List every line in the records that contains the string "trunk", matching case exactly.

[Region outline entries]

────────

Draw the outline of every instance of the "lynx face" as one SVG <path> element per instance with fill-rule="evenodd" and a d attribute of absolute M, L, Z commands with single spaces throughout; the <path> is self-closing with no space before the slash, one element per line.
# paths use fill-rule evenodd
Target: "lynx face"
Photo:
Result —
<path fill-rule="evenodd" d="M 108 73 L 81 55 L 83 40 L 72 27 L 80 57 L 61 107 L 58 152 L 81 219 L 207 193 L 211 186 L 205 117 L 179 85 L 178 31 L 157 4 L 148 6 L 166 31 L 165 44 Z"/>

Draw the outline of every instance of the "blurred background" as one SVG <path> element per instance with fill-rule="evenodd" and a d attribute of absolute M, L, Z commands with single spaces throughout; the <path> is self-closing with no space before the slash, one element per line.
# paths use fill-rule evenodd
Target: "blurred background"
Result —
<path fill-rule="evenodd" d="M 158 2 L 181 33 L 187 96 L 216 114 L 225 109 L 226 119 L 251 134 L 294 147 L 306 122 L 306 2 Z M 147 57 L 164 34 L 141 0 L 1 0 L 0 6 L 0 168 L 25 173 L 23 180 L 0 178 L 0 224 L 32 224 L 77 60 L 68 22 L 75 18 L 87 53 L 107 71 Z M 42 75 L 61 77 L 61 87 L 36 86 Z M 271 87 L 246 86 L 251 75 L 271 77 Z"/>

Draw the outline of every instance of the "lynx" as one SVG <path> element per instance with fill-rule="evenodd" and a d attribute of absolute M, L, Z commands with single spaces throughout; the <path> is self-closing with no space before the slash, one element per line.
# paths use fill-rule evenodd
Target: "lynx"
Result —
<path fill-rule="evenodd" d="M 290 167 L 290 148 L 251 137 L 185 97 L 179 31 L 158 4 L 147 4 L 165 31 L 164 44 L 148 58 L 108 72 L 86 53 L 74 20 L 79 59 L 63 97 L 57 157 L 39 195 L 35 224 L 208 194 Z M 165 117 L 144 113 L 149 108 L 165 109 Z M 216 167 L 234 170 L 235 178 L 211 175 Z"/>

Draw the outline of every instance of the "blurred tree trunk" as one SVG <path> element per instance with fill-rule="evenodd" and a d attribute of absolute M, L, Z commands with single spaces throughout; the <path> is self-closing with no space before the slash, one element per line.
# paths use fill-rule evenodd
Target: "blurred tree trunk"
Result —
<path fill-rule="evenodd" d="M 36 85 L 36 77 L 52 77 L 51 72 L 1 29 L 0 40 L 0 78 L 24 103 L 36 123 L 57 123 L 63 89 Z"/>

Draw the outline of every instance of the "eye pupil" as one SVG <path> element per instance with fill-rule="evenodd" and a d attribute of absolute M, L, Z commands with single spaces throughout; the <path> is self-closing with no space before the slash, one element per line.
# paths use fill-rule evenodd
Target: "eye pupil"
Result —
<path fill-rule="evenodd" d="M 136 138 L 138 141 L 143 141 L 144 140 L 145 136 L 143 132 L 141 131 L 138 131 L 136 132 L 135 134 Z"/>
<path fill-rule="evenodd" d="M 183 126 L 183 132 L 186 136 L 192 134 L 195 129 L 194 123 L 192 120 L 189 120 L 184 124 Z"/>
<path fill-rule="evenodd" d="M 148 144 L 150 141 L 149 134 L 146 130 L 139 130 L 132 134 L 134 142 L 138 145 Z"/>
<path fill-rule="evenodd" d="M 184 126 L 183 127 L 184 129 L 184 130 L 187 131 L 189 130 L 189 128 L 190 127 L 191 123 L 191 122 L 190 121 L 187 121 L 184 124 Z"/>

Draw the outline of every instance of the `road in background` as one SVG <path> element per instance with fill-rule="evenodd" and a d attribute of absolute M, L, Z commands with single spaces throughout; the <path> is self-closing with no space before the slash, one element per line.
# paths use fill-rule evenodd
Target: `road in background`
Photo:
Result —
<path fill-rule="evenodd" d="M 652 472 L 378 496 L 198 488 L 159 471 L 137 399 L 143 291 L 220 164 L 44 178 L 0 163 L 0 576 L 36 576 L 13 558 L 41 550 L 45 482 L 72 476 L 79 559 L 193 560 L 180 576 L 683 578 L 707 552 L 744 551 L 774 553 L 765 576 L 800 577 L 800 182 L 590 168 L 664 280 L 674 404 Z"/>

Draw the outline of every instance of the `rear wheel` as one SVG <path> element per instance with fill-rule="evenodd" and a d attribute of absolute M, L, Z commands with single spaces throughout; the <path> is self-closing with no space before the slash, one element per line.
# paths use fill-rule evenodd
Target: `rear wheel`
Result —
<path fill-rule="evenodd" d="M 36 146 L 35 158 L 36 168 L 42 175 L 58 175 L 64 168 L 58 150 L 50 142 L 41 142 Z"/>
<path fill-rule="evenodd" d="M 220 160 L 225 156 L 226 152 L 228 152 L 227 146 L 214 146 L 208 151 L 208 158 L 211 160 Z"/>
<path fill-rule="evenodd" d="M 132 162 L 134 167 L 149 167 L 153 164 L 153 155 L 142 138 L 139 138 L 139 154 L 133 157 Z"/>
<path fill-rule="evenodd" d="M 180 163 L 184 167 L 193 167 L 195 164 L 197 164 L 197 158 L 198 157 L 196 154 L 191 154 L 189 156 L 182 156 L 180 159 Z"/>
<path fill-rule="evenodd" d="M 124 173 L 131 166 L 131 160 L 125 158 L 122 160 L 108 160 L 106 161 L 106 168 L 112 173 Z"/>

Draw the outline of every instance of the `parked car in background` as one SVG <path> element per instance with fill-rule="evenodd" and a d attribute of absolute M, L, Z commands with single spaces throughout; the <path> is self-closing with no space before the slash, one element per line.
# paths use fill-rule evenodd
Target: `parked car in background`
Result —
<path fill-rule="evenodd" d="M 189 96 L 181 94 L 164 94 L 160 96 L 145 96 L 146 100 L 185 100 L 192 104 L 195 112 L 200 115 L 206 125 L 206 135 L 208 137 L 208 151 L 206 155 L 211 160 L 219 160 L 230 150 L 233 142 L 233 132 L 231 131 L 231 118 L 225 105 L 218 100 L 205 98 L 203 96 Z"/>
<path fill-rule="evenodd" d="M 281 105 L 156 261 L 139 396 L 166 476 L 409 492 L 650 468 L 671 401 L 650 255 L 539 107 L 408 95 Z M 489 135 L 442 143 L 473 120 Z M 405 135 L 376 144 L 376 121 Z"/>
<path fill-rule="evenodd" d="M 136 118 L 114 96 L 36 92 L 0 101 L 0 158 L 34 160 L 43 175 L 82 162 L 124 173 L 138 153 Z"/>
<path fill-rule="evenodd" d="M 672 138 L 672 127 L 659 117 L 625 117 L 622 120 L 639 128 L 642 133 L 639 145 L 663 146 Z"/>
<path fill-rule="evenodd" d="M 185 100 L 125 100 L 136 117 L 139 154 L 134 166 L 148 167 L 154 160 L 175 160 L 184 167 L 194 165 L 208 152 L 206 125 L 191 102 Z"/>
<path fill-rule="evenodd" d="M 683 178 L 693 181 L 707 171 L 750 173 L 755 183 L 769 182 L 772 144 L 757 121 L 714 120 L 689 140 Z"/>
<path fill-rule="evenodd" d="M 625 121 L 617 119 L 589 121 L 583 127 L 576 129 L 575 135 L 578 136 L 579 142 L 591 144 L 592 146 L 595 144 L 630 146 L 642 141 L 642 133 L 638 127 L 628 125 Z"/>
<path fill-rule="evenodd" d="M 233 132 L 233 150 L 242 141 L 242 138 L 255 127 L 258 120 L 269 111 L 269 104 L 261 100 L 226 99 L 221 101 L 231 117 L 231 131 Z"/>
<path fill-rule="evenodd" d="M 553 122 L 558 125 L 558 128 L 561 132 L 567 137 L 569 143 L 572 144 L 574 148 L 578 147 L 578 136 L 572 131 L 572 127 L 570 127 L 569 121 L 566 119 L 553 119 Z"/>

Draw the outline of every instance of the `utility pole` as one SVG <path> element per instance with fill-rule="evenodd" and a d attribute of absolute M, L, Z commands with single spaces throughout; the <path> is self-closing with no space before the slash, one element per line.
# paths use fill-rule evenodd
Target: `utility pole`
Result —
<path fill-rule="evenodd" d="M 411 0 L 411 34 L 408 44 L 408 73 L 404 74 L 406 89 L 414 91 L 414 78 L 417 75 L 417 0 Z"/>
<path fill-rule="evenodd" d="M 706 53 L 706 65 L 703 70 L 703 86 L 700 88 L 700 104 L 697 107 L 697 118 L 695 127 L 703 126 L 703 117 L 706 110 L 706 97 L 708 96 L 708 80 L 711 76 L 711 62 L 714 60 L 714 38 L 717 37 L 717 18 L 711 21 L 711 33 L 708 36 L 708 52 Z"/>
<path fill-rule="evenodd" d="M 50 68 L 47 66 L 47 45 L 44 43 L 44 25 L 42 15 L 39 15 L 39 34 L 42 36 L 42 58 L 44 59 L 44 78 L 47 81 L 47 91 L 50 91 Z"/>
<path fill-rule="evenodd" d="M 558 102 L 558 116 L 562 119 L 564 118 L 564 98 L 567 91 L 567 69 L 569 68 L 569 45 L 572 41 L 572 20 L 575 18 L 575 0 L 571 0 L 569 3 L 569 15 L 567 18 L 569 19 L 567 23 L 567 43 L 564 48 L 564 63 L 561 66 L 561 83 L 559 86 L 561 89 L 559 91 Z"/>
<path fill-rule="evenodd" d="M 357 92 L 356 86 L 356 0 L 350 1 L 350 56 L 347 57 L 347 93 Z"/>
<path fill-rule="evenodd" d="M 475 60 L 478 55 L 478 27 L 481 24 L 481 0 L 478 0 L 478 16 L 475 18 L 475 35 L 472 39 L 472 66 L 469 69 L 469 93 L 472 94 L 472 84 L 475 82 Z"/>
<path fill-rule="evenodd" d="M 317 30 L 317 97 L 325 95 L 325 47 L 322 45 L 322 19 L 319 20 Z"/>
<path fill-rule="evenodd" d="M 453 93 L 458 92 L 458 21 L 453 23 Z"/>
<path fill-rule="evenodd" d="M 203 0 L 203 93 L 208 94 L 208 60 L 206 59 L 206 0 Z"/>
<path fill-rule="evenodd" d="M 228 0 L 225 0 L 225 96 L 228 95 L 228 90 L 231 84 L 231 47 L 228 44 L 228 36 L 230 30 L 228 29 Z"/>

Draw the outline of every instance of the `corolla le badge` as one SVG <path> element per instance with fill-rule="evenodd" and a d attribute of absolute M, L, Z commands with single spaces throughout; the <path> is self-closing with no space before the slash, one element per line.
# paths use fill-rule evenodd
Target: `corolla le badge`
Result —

────────

- Problem solution
Draw the outline of every instance of the "blurred tree trunk" as one SVG <path> element per instance with fill-rule="evenodd" and a d attribute of absolute M, L, Z commands with single spaces throughout; the <path> is self-closing with no space before the slash, one element per line.
Target: "blurred tree trunk"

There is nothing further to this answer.